Exercise details - Arrange every line of the listing below as a numbered list, skipping blank lines. Leave the pictures out.

Provided records -
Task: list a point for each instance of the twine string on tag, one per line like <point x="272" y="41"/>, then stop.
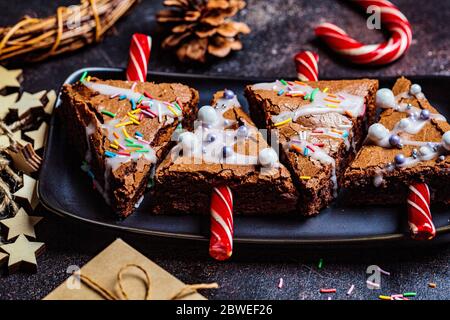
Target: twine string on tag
<point x="109" y="295"/>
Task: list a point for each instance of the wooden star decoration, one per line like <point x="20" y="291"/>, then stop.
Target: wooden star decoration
<point x="6" y="103"/>
<point x="21" y="223"/>
<point x="9" y="78"/>
<point x="4" y="142"/>
<point x="3" y="258"/>
<point x="38" y="136"/>
<point x="17" y="136"/>
<point x="22" y="254"/>
<point x="28" y="101"/>
<point x="28" y="191"/>
<point x="51" y="96"/>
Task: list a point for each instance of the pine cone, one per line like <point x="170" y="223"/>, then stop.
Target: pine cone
<point x="201" y="27"/>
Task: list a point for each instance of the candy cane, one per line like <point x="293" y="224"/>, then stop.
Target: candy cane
<point x="376" y="54"/>
<point x="139" y="55"/>
<point x="306" y="63"/>
<point x="419" y="214"/>
<point x="221" y="241"/>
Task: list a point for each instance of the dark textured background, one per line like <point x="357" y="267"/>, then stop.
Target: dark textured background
<point x="280" y="29"/>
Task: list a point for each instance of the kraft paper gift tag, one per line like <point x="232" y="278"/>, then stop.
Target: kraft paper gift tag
<point x="103" y="269"/>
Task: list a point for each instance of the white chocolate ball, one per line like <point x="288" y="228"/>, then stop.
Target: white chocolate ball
<point x="385" y="99"/>
<point x="188" y="142"/>
<point x="268" y="157"/>
<point x="377" y="132"/>
<point x="404" y="123"/>
<point x="415" y="89"/>
<point x="446" y="141"/>
<point x="425" y="151"/>
<point x="207" y="115"/>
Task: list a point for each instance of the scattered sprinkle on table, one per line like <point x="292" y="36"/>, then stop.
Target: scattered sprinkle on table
<point x="282" y="122"/>
<point x="280" y="283"/>
<point x="328" y="290"/>
<point x="320" y="263"/>
<point x="409" y="294"/>
<point x="108" y="113"/>
<point x="352" y="287"/>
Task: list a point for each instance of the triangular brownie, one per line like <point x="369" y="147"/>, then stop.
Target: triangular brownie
<point x="224" y="149"/>
<point x="320" y="127"/>
<point x="121" y="130"/>
<point x="410" y="143"/>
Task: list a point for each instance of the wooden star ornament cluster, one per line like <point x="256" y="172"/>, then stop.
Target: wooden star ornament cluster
<point x="23" y="131"/>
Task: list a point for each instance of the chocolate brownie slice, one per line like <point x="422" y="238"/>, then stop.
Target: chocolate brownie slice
<point x="224" y="149"/>
<point x="320" y="127"/>
<point x="410" y="143"/>
<point x="122" y="129"/>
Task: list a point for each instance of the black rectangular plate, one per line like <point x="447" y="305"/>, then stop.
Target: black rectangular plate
<point x="64" y="189"/>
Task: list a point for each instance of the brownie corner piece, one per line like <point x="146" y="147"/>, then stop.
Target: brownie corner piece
<point x="406" y="146"/>
<point x="228" y="152"/>
<point x="121" y="130"/>
<point x="320" y="127"/>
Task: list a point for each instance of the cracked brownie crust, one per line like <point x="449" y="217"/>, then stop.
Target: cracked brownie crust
<point x="315" y="180"/>
<point x="81" y="114"/>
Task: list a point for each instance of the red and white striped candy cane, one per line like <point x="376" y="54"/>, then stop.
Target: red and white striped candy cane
<point x="221" y="241"/>
<point x="375" y="54"/>
<point x="139" y="55"/>
<point x="307" y="65"/>
<point x="419" y="213"/>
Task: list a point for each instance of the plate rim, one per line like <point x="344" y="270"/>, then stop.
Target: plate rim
<point x="170" y="235"/>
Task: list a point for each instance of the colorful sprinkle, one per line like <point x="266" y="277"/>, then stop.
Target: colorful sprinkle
<point x="300" y="83"/>
<point x="172" y="110"/>
<point x="280" y="283"/>
<point x="133" y="120"/>
<point x="320" y="263"/>
<point x="409" y="294"/>
<point x="332" y="100"/>
<point x="282" y="122"/>
<point x="108" y="113"/>
<point x="110" y="154"/>
<point x="125" y="133"/>
<point x="148" y="95"/>
<point x="176" y="105"/>
<point x="326" y="290"/>
<point x="313" y="94"/>
<point x="352" y="287"/>
<point x="123" y="124"/>
<point x="296" y="148"/>
<point x="83" y="76"/>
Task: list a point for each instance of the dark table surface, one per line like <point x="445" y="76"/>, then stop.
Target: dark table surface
<point x="280" y="29"/>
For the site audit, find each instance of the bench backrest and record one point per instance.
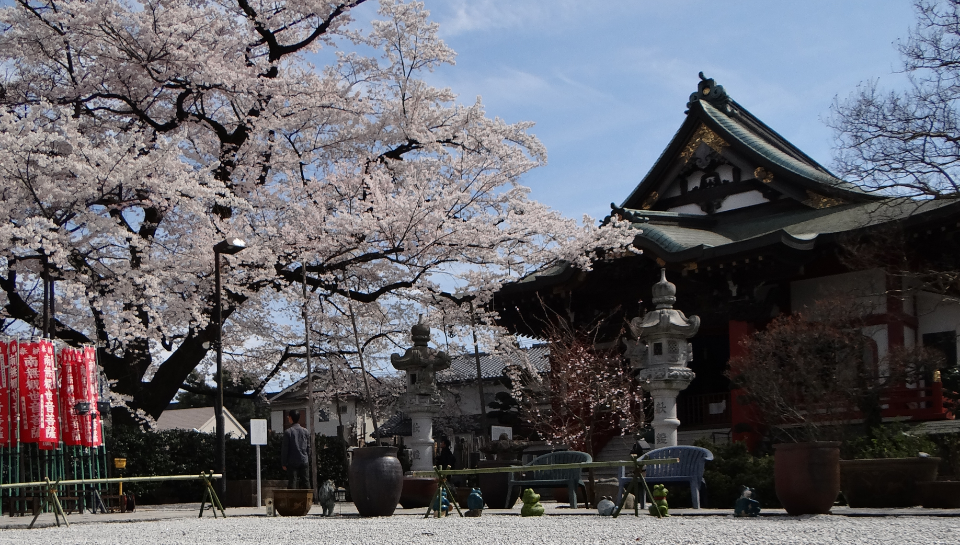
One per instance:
(692, 460)
(562, 457)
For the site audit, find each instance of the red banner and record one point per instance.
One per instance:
(38, 392)
(71, 423)
(87, 382)
(5, 397)
(13, 392)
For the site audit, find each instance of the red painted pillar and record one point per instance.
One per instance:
(739, 412)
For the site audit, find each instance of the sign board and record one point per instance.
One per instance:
(258, 431)
(496, 431)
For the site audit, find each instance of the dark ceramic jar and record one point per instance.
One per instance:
(376, 481)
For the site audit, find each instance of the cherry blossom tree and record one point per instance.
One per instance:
(136, 135)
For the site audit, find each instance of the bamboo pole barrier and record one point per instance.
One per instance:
(521, 468)
(117, 480)
(52, 489)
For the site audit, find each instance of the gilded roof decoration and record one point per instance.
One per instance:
(763, 175)
(818, 201)
(651, 200)
(703, 135)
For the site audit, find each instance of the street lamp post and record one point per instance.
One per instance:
(229, 247)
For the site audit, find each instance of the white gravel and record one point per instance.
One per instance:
(495, 529)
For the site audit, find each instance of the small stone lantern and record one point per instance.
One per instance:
(421, 401)
(661, 354)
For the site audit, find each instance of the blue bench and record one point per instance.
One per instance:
(569, 478)
(689, 470)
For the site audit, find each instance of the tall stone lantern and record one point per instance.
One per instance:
(661, 354)
(421, 401)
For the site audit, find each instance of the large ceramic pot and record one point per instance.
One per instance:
(418, 492)
(807, 476)
(292, 502)
(886, 482)
(493, 486)
(376, 481)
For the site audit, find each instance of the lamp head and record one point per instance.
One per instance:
(229, 246)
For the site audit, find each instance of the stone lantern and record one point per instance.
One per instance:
(660, 355)
(421, 401)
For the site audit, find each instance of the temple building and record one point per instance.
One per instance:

Response to the task -
1. Task: list a point for each instance of the twine string on tag, one per line like <point x="272" y="41"/>, then stop.
2. Target: twine string on tag
3. <point x="109" y="295"/>
4. Task: list a point for each instance of the wooden star decoration, one per line like <point x="20" y="291"/>, then stop.
5. Target: wooden star decoration
6. <point x="6" y="103"/>
7. <point x="21" y="223"/>
8. <point x="9" y="78"/>
9. <point x="4" y="142"/>
10. <point x="3" y="258"/>
11. <point x="38" y="136"/>
12. <point x="17" y="136"/>
13. <point x="22" y="254"/>
14. <point x="28" y="101"/>
15. <point x="28" y="191"/>
16. <point x="51" y="96"/>
17. Task: list a point for each instance of the pine cone, one per line like <point x="170" y="223"/>, then stop.
18. Target: pine cone
19. <point x="201" y="27"/>
20. Task: list a point for each instance of the candy cane, one per line like <point x="293" y="224"/>, then stop.
21. Target: candy cane
22. <point x="376" y="54"/>
23. <point x="139" y="55"/>
24. <point x="306" y="63"/>
25. <point x="419" y="214"/>
26. <point x="221" y="241"/>
27. Task: list a point for each instance of the dark textured background, one per line like <point x="357" y="267"/>, then stop.
28. Target: dark textured background
29. <point x="280" y="29"/>
30. Task: list a point for each instance of the kraft paper gift tag, one per line like <point x="232" y="278"/>, then stop.
31. Target: kraft paper gift tag
32. <point x="103" y="269"/>
33. Task: list a point for each instance of the white chocolate ball, one per line like <point x="288" y="228"/>, then stop.
34. Target: white chocolate ball
35. <point x="385" y="99"/>
36. <point x="188" y="142"/>
37. <point x="268" y="157"/>
38. <point x="377" y="132"/>
39. <point x="404" y="123"/>
40. <point x="415" y="89"/>
41. <point x="446" y="141"/>
42. <point x="425" y="151"/>
43. <point x="207" y="115"/>
44. Task: list a point for each instance of the scattered sprinkle on table, one per line like <point x="292" y="36"/>, then stop.
45. Target: scattered sprinkle on table
46. <point x="282" y="122"/>
47. <point x="280" y="283"/>
48. <point x="328" y="290"/>
49. <point x="320" y="263"/>
50. <point x="409" y="294"/>
51. <point x="108" y="113"/>
52. <point x="352" y="287"/>
53. Task: list a point for each instance of the triangular brownie, one per line like <point x="369" y="147"/>, then stop.
54. Target: triangular brownie
55. <point x="224" y="149"/>
56. <point x="320" y="127"/>
57. <point x="121" y="130"/>
58. <point x="410" y="143"/>
59. Task: list a point for each instance of the wooden star ornament cluster, one per line like <point x="256" y="172"/>, then stop.
60. Target: wooden star ornament cluster
61. <point x="23" y="131"/>
62. Task: list a point for each instance of the chocolate brownie slice, one per line like <point x="422" y="238"/>, then stop.
63. Target: chocolate brownie slice
64. <point x="224" y="149"/>
65. <point x="320" y="127"/>
66. <point x="410" y="143"/>
67. <point x="122" y="129"/>
68. Task: list a point for each instance of the black rectangular plate, one per line like <point x="447" y="305"/>, then stop.
69. Target: black rectangular plate
70. <point x="64" y="189"/>
71. Task: list a point for each instance of the brownie corner piece, one per line like <point x="146" y="147"/>, then stop.
72. Target: brownie corner piece
73. <point x="406" y="146"/>
74. <point x="228" y="152"/>
75. <point x="121" y="130"/>
76. <point x="320" y="127"/>
77. Task: list a point for each instance of the cracked brownie crust, one per line like <point x="449" y="217"/>, then stop.
78. Target: cracked brownie crust
79. <point x="315" y="180"/>
80. <point x="81" y="114"/>
81. Task: list a point for each instance of the red and white striped candy cane, one per line like <point x="376" y="54"/>, then stop.
82. Target: red and white striped candy cane
83. <point x="221" y="241"/>
84. <point x="375" y="54"/>
85. <point x="139" y="55"/>
86. <point x="307" y="65"/>
87. <point x="419" y="213"/>
88. Task: list a point for each instance of the plate rim, one per line like <point x="344" y="270"/>, then stop.
89. Target: plate rim
90. <point x="170" y="235"/>
91. Task: list a point for each instance of the colorful sprinkle, one per line like <point x="266" y="277"/>, then stop.
92. Target: colorful sprinkle
93. <point x="300" y="83"/>
94. <point x="172" y="110"/>
95. <point x="280" y="283"/>
96. <point x="133" y="120"/>
97. <point x="320" y="263"/>
98. <point x="409" y="294"/>
99. <point x="332" y="100"/>
100. <point x="282" y="122"/>
101. <point x="108" y="113"/>
102. <point x="110" y="154"/>
103. <point x="125" y="133"/>
104. <point x="148" y="95"/>
105. <point x="176" y="105"/>
106. <point x="326" y="290"/>
107. <point x="313" y="94"/>
108. <point x="352" y="287"/>
109. <point x="123" y="124"/>
110. <point x="296" y="148"/>
111. <point x="83" y="76"/>
112. Task: list a point for each instance of the dark table surface, one per line like <point x="445" y="76"/>, then stop.
113. Target: dark table surface
114. <point x="280" y="29"/>
115. For the site audit, find each instance of the bench backrest and record one point per instance.
116. One per instance:
117. (692, 460)
118. (562, 457)
119. For the site audit, find each instance of the red banner and record one point per instance.
120. One per instance:
121. (38, 392)
122. (71, 423)
123. (87, 382)
124. (5, 397)
125. (13, 392)
126. For the site audit, find each instance of the red painted pillar and record one point per instance.
127. One per instance:
128. (739, 412)
129. For the site audit, find each instance of the sign board and record one point per instance.
130. One per instance:
131. (258, 431)
132. (496, 431)
133. For the site audit, find each instance of the dark ceramic jar and record one point per instance.
134. One per instance:
135. (376, 481)
136. For the site audit, find each instance of the cherry blossom tree and record one point per instance.
137. One per instance:
138. (136, 135)
139. For the site audit, find each instance of the bamboo pole barrier and record one point per instance.
140. One per instance:
141. (521, 468)
142. (117, 480)
143. (52, 489)
144. For the site audit, find each instance of the gilded roof decoration and record one point per instance.
145. One per instance:
146. (763, 175)
147. (818, 201)
148. (651, 200)
149. (703, 135)
150. For the site audit, find each instance of the street lamp post and record one point per instance.
151. One per instance:
152. (229, 247)
153. For the site audit, find each instance of the white gravel and record one point per instance.
154. One per instance:
155. (495, 529)
156. For the site audit, find each instance of the small stone lantern and record one point per instance.
157. One per instance:
158. (421, 401)
159. (661, 354)
160. For the site audit, find each instance of the blue bench and record one point per instance.
161. One per instance:
162. (569, 478)
163. (689, 470)
164. For the site audit, find each instance of the tall stone lantern and record one point per instance.
165. One per instance:
166. (661, 354)
167. (421, 401)
168. For the site audit, find each instance of the large ceramic pot and record one point per instance.
169. One per instance:
170. (418, 492)
171. (807, 476)
172. (292, 502)
173. (886, 482)
174. (493, 486)
175. (376, 481)
176. For the site audit, find each instance of the lamp head and record one point per instance.
177. One per instance:
178. (229, 246)
179. For the site audit, find each instance of the stone lantern and record one point per instance.
180. One per instance:
181. (660, 355)
182. (421, 401)
183. For the site audit, find each instance of the temple building and record one point per instance.
184. One per instance:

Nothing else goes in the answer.